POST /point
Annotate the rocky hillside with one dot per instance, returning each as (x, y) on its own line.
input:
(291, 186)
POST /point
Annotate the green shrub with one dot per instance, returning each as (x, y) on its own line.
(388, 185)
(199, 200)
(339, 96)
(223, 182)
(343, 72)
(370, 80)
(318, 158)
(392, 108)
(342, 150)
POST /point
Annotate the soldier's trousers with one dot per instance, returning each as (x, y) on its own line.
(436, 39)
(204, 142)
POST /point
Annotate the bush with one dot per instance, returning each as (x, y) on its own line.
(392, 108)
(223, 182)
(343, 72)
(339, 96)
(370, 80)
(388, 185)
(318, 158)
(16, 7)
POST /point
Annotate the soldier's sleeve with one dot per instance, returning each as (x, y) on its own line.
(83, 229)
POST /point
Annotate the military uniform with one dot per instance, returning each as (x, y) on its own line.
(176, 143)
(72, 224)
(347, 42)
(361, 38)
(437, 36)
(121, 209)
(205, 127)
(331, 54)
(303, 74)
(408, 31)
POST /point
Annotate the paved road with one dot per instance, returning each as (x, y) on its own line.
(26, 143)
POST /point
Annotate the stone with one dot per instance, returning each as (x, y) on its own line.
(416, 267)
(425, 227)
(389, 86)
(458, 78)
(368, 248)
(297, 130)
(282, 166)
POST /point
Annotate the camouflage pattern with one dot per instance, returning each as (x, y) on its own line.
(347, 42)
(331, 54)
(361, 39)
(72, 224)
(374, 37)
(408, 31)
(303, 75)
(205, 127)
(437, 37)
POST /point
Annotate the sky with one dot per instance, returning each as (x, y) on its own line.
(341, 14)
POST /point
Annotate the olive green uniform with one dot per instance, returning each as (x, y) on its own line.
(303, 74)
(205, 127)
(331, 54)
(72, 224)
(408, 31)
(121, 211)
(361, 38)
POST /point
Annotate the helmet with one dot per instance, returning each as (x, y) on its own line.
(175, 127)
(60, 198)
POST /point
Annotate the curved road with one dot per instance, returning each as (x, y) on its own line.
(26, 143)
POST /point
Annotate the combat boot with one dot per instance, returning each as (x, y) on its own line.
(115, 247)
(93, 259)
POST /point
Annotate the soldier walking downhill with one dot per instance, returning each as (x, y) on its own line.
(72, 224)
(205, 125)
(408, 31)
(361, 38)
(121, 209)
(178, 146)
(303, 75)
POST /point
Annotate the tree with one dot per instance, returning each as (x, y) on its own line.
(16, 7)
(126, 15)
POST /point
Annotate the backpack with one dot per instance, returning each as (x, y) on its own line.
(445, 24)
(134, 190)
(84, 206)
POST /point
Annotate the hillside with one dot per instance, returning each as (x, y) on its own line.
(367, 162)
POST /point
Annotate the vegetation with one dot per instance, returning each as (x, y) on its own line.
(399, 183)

^^^^^^^^^^^^^^^^

:: Work to do ::
Write out the full listing exactly as given.

:: The answer ::
POST /point
Annotate the rocky hillside with one dot per instance, returning each as (x, y) on its own line.
input:
(291, 186)
POST /point
Annotate the green shrub with one dot per instance, returning each as (x, y) on its own line.
(388, 185)
(199, 200)
(339, 96)
(223, 182)
(343, 72)
(370, 80)
(318, 158)
(392, 108)
(342, 150)
POST /point
Annotate the soldier's trousers with one dot per instance, returning each as (x, y) on its own line.
(436, 39)
(204, 142)
POST /point
Annotate the bush with one dot per instance, returning each as (x, y) on its own line.
(392, 108)
(223, 182)
(343, 72)
(339, 96)
(370, 80)
(388, 185)
(318, 158)
(16, 7)
POST /point
Annotate the soldier's sleeve with one dot per instance, returning each as (x, y) on its own line.
(83, 229)
POST /point
Annotate the military uniform with one dot per instance, returning each as (x, y) on its own line.
(176, 143)
(72, 224)
(347, 42)
(361, 38)
(437, 36)
(121, 209)
(205, 127)
(331, 54)
(303, 74)
(408, 31)
POST /point
Annotate the paved road with one dot per instance, returning each as (x, y) on its own line.
(26, 143)
POST /point
Annotate the stone with one dot per instance, returning each as (x, y) on its own line.
(416, 267)
(425, 227)
(389, 86)
(458, 78)
(368, 248)
(297, 130)
(282, 166)
POST /point
Annotate the camouflage pattern with one dot per instance, returning each as (x, y) on its own line.
(347, 42)
(331, 54)
(361, 39)
(72, 224)
(374, 37)
(408, 31)
(303, 75)
(205, 127)
(437, 37)
POST /point
Annotate the sky with one dot per instance, returning each as (x, y) on its own line.
(341, 14)
POST /point
Annotate the olive green uniform with one dot per instance, returning each as (x, y) on its own line.
(303, 74)
(205, 127)
(331, 54)
(72, 224)
(408, 31)
(121, 211)
(361, 38)
POST /point
Annotate the helmet with one dot per instance, returning each as (x, y) on its own line.
(175, 127)
(60, 198)
POST /point
Annotate the curved road with one dot per instance, returning each as (x, y) on its own line.
(26, 143)
POST /point
Annotate the combat boot with one dot per instance, returning each as (x, y) on its own line.
(115, 247)
(93, 259)
POST /point
Annotate the soldier walking downhill with one dot per instance, returning each as (x, y) on its own line.
(72, 224)
(205, 125)
(408, 31)
(361, 38)
(121, 209)
(178, 146)
(303, 75)
POST /point
Annotate the tree with one dot per instance, returning each as (x, y) on its own line.
(16, 7)
(126, 15)
POST /point
Annotate the backpack with one dot per instance, returning each as (x, y) on its own line.
(445, 24)
(134, 190)
(84, 206)
POST /point
Annotate the hillside with one dot per instance, returning each as (x, y) on its own line.
(367, 162)
POST /point
Annotate the vegetation with one dot per instance, returning each as (x, y) on its own line.
(399, 183)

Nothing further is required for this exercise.